• PROBLEM TO SOLVE: Write the listing below out again in full, dropping its pictures.

ENTRIES SUPPLIED START

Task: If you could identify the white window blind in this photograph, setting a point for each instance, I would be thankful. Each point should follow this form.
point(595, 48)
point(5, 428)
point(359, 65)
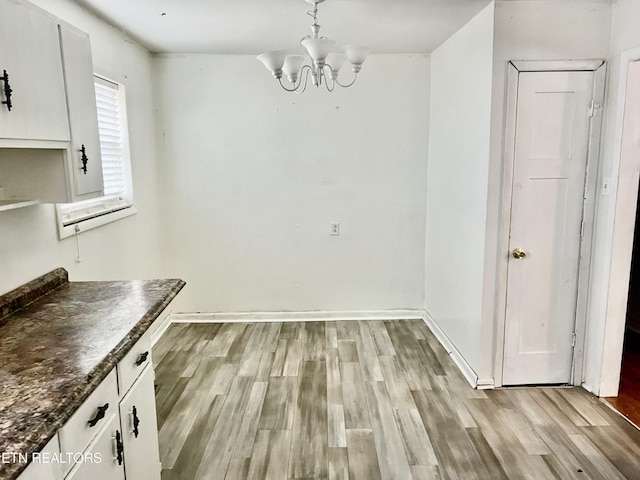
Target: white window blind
point(116, 170)
point(111, 137)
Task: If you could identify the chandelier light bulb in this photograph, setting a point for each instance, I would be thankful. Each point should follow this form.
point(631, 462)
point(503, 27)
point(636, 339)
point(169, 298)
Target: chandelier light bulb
point(273, 60)
point(292, 66)
point(322, 64)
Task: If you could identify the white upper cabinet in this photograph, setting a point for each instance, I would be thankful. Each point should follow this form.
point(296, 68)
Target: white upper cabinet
point(85, 161)
point(49, 140)
point(30, 55)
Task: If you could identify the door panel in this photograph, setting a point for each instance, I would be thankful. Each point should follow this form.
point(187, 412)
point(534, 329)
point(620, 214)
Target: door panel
point(552, 127)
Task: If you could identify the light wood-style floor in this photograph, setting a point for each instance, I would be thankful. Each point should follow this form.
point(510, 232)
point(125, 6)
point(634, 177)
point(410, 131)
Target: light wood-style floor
point(365, 400)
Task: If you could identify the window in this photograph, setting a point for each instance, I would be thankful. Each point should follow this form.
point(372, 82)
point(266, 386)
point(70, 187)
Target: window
point(117, 201)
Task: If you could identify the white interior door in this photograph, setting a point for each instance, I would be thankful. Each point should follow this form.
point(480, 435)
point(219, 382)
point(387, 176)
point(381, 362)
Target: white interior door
point(551, 147)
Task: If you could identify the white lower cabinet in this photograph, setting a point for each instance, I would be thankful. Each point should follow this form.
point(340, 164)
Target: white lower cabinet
point(140, 429)
point(43, 465)
point(113, 435)
point(103, 458)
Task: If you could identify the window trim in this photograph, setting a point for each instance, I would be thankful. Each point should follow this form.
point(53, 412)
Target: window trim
point(112, 211)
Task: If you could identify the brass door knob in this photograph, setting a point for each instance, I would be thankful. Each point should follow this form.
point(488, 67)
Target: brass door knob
point(519, 254)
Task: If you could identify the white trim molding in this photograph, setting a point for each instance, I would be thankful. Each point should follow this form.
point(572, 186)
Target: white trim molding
point(467, 372)
point(310, 316)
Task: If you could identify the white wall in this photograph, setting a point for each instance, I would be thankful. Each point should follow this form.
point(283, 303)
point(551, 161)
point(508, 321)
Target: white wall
point(457, 182)
point(125, 249)
point(253, 176)
point(610, 278)
point(527, 30)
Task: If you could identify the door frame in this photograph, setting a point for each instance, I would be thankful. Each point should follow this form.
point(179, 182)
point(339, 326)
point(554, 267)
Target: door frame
point(609, 358)
point(515, 67)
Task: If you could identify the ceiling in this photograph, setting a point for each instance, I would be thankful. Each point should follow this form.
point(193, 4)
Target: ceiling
point(254, 26)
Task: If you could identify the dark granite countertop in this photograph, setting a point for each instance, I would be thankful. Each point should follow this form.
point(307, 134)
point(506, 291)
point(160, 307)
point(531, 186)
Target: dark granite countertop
point(58, 341)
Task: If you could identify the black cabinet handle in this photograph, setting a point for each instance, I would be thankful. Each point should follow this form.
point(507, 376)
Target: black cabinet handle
point(7, 90)
point(142, 358)
point(99, 415)
point(136, 422)
point(119, 447)
point(84, 160)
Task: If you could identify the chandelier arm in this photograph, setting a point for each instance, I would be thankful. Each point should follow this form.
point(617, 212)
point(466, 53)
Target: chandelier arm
point(288, 89)
point(348, 84)
point(326, 78)
point(303, 72)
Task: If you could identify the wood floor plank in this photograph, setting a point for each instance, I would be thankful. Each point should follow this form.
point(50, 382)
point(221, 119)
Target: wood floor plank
point(363, 459)
point(398, 389)
point(315, 343)
point(444, 429)
point(219, 346)
point(599, 461)
point(192, 450)
point(416, 442)
point(514, 459)
point(586, 405)
point(292, 359)
point(238, 469)
point(356, 412)
point(331, 335)
point(338, 463)
point(334, 385)
point(422, 472)
point(347, 351)
point(367, 354)
point(271, 458)
point(279, 358)
point(219, 449)
point(309, 454)
point(573, 462)
point(278, 408)
point(167, 400)
point(250, 420)
point(381, 339)
point(176, 428)
point(337, 431)
point(299, 400)
point(392, 457)
point(621, 450)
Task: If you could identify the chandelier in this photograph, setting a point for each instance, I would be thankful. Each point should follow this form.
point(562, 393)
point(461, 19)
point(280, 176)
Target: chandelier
point(323, 65)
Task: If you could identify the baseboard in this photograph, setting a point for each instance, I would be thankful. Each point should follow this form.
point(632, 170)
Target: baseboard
point(310, 316)
point(467, 372)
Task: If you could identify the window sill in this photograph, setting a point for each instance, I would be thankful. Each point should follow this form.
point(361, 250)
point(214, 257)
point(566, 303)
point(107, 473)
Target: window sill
point(93, 222)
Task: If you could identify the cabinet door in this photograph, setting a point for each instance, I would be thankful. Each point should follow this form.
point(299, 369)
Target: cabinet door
point(141, 453)
point(30, 54)
point(83, 115)
point(42, 467)
point(100, 459)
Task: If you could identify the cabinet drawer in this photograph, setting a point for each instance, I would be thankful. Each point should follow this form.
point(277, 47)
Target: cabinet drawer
point(132, 364)
point(101, 458)
point(140, 429)
point(43, 467)
point(77, 433)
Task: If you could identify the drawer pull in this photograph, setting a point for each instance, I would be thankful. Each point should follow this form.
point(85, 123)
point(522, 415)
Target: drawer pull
point(119, 447)
point(136, 421)
point(7, 90)
point(99, 415)
point(84, 159)
point(142, 358)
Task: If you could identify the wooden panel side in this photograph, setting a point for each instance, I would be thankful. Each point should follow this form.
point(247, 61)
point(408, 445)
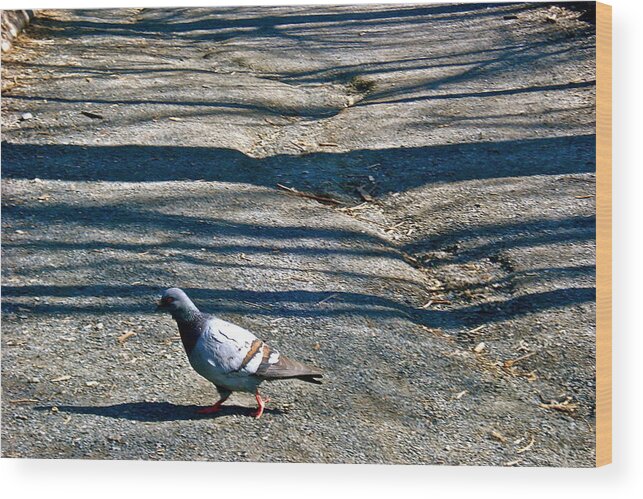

ENTRIES SUPPLIED END

• ANSWER TO THE EXERCISE:
Task: If you could identify the white window blind in this photograph, setting a point for each instance, I would be thankful. Each point should follow this form.
point(595, 48)
point(5, 428)
point(359, 65)
Target: white window blind
point(116, 170)
point(111, 137)
Task: If you could identify the chandelier light bulb in this photograph, setting a point for each instance, I would be thankful. Each point should follow this form.
point(631, 462)
point(503, 27)
point(636, 339)
point(169, 298)
Target: chandelier light bulb
point(273, 60)
point(292, 66)
point(322, 64)
Task: If you could identify the white upper cabinet in this photograph, setting a point for each instance, I would be thankful. Each point should follow this form.
point(296, 68)
Target: white upper cabinet
point(85, 161)
point(49, 140)
point(30, 55)
Task: If you could identify the door panel in this photograph, setting a point for each instance, I would be thankful. Each point should follow this form.
point(187, 412)
point(534, 329)
point(620, 214)
Target: door panel
point(552, 127)
Task: If you could identify the light wood-style floor in this photograph, setting a point for each instance, I would be thankful. Each point should follow this form.
point(510, 232)
point(125, 6)
point(634, 177)
point(410, 131)
Target: light wood-style floor
point(365, 400)
Task: If you could identify the window in this photograph, setting a point for each instance, I would be thankful. Each point should follow this form.
point(372, 82)
point(266, 386)
point(70, 187)
Target: window
point(117, 201)
Task: If you could identify the white interior door in this photograph, setting a point for each instance, I would be thankful. Each point should follow this form.
point(480, 435)
point(219, 382)
point(387, 176)
point(381, 362)
Target: white interior door
point(551, 147)
Task: If you could identify the white lower cabinet in this photograph, setting a point for each instance, I would be thankful. Each point should follow this form.
point(340, 164)
Target: white lower cabinet
point(140, 429)
point(43, 465)
point(113, 435)
point(103, 458)
Task: If you could identify the window trim in this photograph, setting a point for each instance, I would be thankful. Each point should follow this form.
point(53, 412)
Target: window trim
point(112, 211)
Task: If you could identify the brass door knob in this photograph, setting a point for each instance, I would be thankful. Each point should follow this form.
point(488, 67)
Target: brass door knob
point(519, 254)
Task: If you could identify the white trim molding in this photograph, setting a point for each instance, I would be thankful. Each point should follow this form.
point(572, 186)
Target: white trim molding
point(467, 372)
point(310, 316)
Task: If you could identify the white wall in this photograph, setting a point for each instance, I would be thankful. Each point should follow this form.
point(283, 303)
point(551, 161)
point(508, 321)
Target: white wall
point(457, 182)
point(125, 249)
point(253, 176)
point(610, 278)
point(527, 30)
Task: If you could identify the door frame in this photograph, setting a point for each instance, I would be thankful. Each point should follow this form.
point(179, 182)
point(339, 326)
point(554, 267)
Target: door frame
point(609, 358)
point(515, 67)
Task: If you could identify the ceiling in this photograph, setting a point for each instance, I would be thankful. Each point should follow this form.
point(193, 4)
Target: ceiling
point(254, 26)
Task: If you could identify the dark granite countertop in this photograph, setting a point for each instance, I would be thankful. Each point should follow this form.
point(307, 134)
point(506, 291)
point(160, 307)
point(531, 186)
Target: dark granite countertop
point(58, 341)
Task: If you could identify the black cabinet handle in this photograph, setting a point for each instance, I would be thankful. Each point should follow this form.
point(507, 376)
Target: black cabinet handle
point(7, 90)
point(142, 358)
point(99, 415)
point(136, 422)
point(119, 447)
point(84, 160)
Task: If you could identify the chandelier arm in this photograph, setting a point for each instance, I would be thankful. Each point should follow this form.
point(617, 212)
point(466, 53)
Target: chandelier arm
point(288, 89)
point(348, 84)
point(326, 78)
point(303, 72)
Task: If you could identify the wood floor plank in this photograph, setting a point for each instance, I would be thankful. Each point should follow this form.
point(50, 382)
point(221, 119)
Target: wood floor plank
point(363, 459)
point(398, 389)
point(315, 343)
point(444, 429)
point(219, 346)
point(599, 461)
point(192, 450)
point(416, 442)
point(514, 459)
point(586, 405)
point(292, 359)
point(238, 469)
point(356, 412)
point(331, 335)
point(338, 463)
point(334, 385)
point(422, 472)
point(347, 351)
point(367, 354)
point(271, 458)
point(279, 358)
point(219, 449)
point(309, 454)
point(573, 462)
point(278, 408)
point(167, 400)
point(250, 420)
point(381, 339)
point(176, 428)
point(337, 431)
point(299, 400)
point(392, 457)
point(621, 450)
Task: If you could identify the chandelier in this photograph, setting a point for each instance, I would be thankful. Each point should follow this form.
point(562, 393)
point(461, 19)
point(280, 176)
Target: chandelier
point(323, 65)
Task: If you could identify the baseboard in this photograph, setting a point for each instance, I would be thankful. Each point should follow this form.
point(632, 170)
Target: baseboard
point(310, 316)
point(467, 372)
Task: If you could identify the window sill in this photograph, setting a point for each instance, I would be thankful. Each point should follow this form.
point(361, 250)
point(214, 257)
point(566, 303)
point(107, 473)
Target: window sill
point(93, 222)
Task: If you could identify the cabinet door in this photograph, setting a point for each instance, I would be thankful. Each point should follow this form.
point(299, 369)
Target: cabinet door
point(141, 453)
point(30, 54)
point(83, 115)
point(42, 467)
point(100, 459)
Task: If you could identify the cabinet drawer in this photograph, setting a point for each instance, I would be thankful. Each point should follow this form.
point(277, 47)
Target: cabinet drawer
point(132, 364)
point(101, 458)
point(140, 429)
point(43, 467)
point(77, 433)
Task: If you could identify the drawer pull in this photograph, setting a point for each instance, I would be thankful. Each point should follow this form.
point(85, 123)
point(522, 415)
Target: drawer pull
point(119, 447)
point(136, 421)
point(7, 90)
point(99, 415)
point(84, 159)
point(142, 358)
Task: If you could identify the wooden panel side in this photograph, setting a point for each instance, I would be thankful. Each point should follow this form.
point(247, 61)
point(408, 445)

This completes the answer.